AIM OF THE EXERCISE:
Take every line from the data that has the word "white" in it.

● ● ● ● ●

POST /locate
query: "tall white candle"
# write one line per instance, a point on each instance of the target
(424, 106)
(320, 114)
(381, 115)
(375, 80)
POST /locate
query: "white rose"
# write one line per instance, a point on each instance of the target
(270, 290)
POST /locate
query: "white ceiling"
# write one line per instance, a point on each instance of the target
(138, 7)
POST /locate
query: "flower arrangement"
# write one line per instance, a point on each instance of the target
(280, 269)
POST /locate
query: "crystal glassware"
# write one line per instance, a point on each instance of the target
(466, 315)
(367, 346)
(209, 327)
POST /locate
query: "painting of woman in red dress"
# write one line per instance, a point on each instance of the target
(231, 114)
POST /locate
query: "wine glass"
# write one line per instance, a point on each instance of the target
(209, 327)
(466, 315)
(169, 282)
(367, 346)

● ● ● ● ●

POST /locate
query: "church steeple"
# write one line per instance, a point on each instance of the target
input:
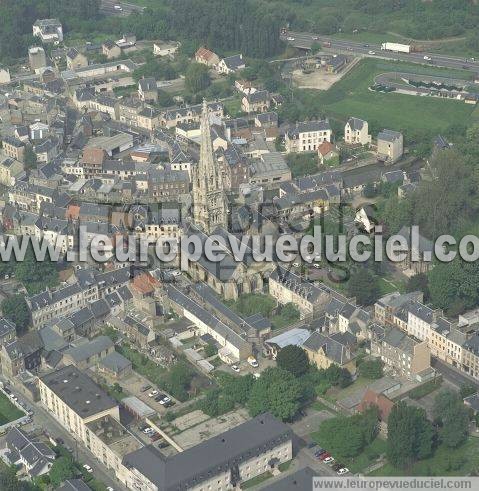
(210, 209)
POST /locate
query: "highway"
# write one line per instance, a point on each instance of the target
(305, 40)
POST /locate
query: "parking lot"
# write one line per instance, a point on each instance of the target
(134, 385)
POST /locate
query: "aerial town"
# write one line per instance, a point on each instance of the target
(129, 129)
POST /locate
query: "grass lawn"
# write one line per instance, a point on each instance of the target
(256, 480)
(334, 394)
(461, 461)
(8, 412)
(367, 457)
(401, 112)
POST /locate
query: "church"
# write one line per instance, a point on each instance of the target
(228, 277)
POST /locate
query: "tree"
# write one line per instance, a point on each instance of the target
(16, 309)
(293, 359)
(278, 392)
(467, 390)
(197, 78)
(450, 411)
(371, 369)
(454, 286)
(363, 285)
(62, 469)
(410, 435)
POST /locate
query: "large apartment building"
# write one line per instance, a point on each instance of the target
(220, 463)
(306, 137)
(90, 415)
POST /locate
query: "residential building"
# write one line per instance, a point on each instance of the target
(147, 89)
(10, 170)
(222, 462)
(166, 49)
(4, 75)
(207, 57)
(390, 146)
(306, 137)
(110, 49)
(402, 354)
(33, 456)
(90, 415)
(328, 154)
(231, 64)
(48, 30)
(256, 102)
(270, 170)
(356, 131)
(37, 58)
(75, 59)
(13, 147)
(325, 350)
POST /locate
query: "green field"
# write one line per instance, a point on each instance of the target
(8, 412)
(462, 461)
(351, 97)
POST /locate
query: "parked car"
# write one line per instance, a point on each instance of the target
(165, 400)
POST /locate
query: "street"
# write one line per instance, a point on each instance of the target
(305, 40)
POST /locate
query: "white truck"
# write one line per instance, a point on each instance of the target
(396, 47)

● ● ● ● ●

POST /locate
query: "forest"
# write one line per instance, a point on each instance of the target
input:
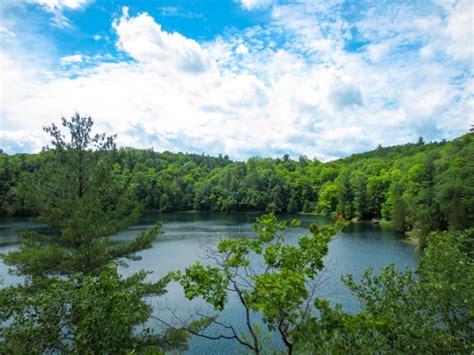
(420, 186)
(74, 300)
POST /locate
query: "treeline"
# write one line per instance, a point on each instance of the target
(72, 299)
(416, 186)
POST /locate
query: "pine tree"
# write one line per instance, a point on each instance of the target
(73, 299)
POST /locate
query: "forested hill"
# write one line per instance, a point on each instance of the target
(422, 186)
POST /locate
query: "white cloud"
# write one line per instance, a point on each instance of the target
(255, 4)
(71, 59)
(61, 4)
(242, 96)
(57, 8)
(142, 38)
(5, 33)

● ● ● ● ●

RESPONSE FOR THIS EXERCISE:
query: "tall white candle"
query: "white rose"
query: "white ceiling"
query: "white truck"
query: "white cloud"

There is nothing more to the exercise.